**Tarea a realizar**
Enumera todos los países que se nombran en el fragmento sobre las técnicas de guerra senderistas.

Por los casos registrados a la fecha en el sector de Yanajanca (sector de Aucayacu, en la región Huánuco) y alrededores, fuentes policiales han llegado a colegir que los senderistas vienen desempolvando sus viejas técnicas de la guerra de baja intensidad, que desplegaron entre los años 80 y 90 en los valles interandinos y en algunas ciudades.


 


No se trata, por otra parte, de un invento. En realidad, estas armas y su aplicación se basan en las experiencias obtenidas en la guerra de la independencia de Argelia frente a Francia, entre los años 50 y 60, refinadas posteriormente en el sudeste asiático tras la intervención de Estados Unidos en la República de Vietnam del Sur.


 


Efectivamente, fue en las selvas de Indochina, en el periodo 1965-1975, donde las guerrillas del Vietcong dictaron verdadera cátedra sobre el aprovechamiento de las trampas explosivas tipo ‘caza-bobos’. De allí surgieron recetas sobre cómo armar una bomba casera o una mina rústica, y que posteriormente fueron traducidas en todos los idiomas y difundidas en los principales escenarios de conflicto, como el África, el Medio Oriente y América Latina.

**Datos de entrada**
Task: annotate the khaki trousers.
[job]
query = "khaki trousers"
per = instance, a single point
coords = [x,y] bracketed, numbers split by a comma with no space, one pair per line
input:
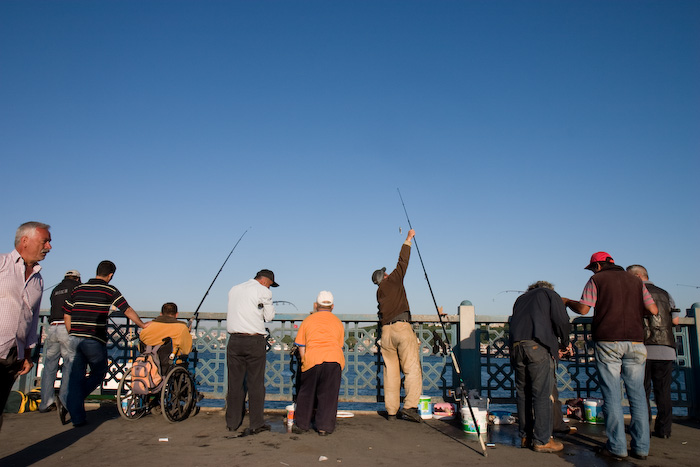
[400,353]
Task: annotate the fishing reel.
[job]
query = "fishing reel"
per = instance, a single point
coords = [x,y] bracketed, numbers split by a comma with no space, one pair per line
[440,347]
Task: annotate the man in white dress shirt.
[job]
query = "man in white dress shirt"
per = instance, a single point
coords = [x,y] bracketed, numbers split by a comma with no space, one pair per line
[249,307]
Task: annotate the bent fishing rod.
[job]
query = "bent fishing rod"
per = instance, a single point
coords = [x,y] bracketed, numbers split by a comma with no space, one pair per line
[448,347]
[196,312]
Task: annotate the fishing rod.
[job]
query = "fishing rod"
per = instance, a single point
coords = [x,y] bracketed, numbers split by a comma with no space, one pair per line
[284,302]
[196,312]
[447,345]
[508,291]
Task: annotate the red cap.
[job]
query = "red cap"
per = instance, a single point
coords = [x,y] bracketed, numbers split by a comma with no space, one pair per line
[600,257]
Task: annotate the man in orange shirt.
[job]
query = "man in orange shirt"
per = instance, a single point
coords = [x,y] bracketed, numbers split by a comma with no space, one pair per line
[321,338]
[167,325]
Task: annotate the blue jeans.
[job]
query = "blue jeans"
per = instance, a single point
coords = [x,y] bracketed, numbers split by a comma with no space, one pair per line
[534,375]
[623,360]
[92,353]
[57,345]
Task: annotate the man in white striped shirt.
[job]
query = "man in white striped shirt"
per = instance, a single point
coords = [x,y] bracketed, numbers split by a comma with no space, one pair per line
[21,287]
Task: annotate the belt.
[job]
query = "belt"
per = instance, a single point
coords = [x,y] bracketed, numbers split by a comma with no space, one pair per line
[398,321]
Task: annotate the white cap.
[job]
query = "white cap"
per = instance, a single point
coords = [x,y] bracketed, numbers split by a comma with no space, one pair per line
[325,298]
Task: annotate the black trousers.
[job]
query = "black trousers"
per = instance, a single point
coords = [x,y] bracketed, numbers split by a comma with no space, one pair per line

**Área de respuesta**
Argelia, Francia, Estados Unidos, República de Vietnam del Sur